SET OF TASKS:
1. Reproduce the part of the Martin Gurri post that opens with the words containing "31 thoughts on" and closes with "the same time.", substituting "wealthy people" for "rich people" wherever it occurs.
2. In the Martin Gurri post, at what moment does Gurri say the Democratic Party's unbundling will become obvious to the most casual observer?

PASSAGE TO READ:
────────────────────────────────────────
Martin Gurri Watch

Jim Newell writes,

The Democratic Party establishment has beclowned itself and is finished.

I think of the lawmakers, the consultants, the operatives, and—yes—the center-left media, and how everything said over the past few years leading up to this night was [baloney sandwich].

Once again, Martin Gurri’s Revolt of the Public seems to be the best guide to events. It seems as though the Democratic Party is ripe for the sort of anti-establishment revolt that hit the Republicans this year.

Speaking of Gurri, prior to the election, he wrote,

In somewhat slower motion than the Republicans, the Democratic Party is unbundling into dozens of political war bands, each focused with monomaniacal intensity on a particular cause – feminism, the environment, anti-capitalism, pro-immigration, racial or sexual grievance. This process, scarcely veiled by the gravitational attraction of President Obama and Clinton herself, will become obvious to the most casual observer the moment the Democrats lose the White House.

That moment has come, and we’ll see how the prediction plays out.

31 thoughts on “Martin Gurri Watch

  1. I think it’s very difficult to have a bunch of rich people and a bunch of poor people in a major political party at the same time.

    Democrats were immune from this problem for the last 30 years or so, but the prominence of Silicon Valley has caused their internal dynamics to look a lot more like Republicans, but the cracks in the coalition were hidden by the majorities they gained in office due to the Bush backlash.

    However, I really don’t think this election means the Democrats are dead. I think it means that it’s really hard for a political party not to irritate the hell out of the public when it’s going through a Great Stagnation accompanied by a 24/7 media cycle.

    We’ve had almost no economic growth since 2000, and we’ve seen both parties completely cycle themselves in and out of political power during this time with great acrimony.

    Despite the rise of Republicans in office, I don’t detect any grassroots support for their trademark issues (if they even have any anymore). I fully expect them to beat the drum for the people who got them into office, and for this to greatly piss off the other 50% of the electorate.

    Repealing Obamacare and cutting taxes isn’t going to bring in a new era.

    • My basic reason why I think the Democrats lost the WWC SO much was Trump’s ability to convince them that immigrants and trade deals that have hurt their prospects. (Just listen to this : https://www.youtube.com/watch?v=_WfvdNAoxGc ) And realize Obama did OK with these voters in 2012 because of the Auto Bailout 2009 and his opponent was Mitt Romney who laid off a of workers during his business career. So I believe this less cultural than economical.
────────────────────────────────────────
EXCERPTED DATA:
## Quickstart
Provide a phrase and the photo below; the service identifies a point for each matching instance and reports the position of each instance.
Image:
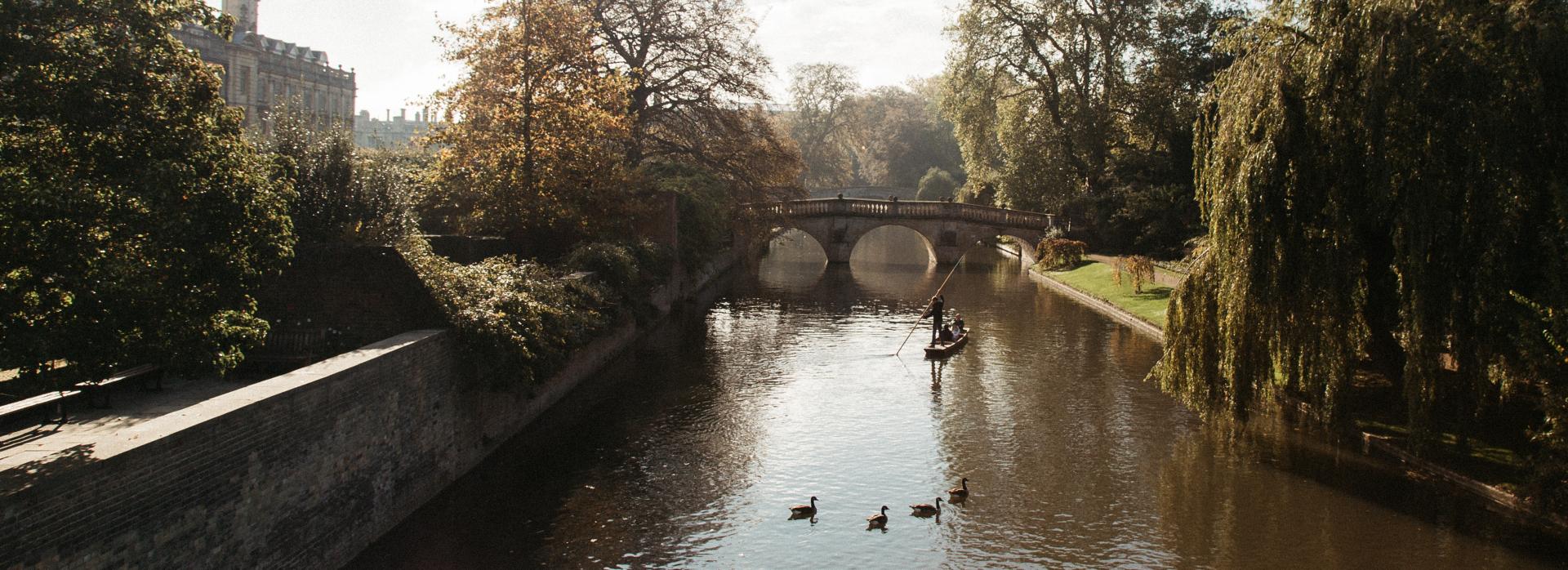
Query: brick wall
(361, 293)
(298, 470)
────────────────────────────────────────
FINAL ANSWERS:
1.
31 thoughts on “Martin Gurri Watch

  1. I think it’s very difficult to have a bunch of wealthy people and a bunch of poor people in a major political party at the same time.

2. The moment the Democrats lose the White House.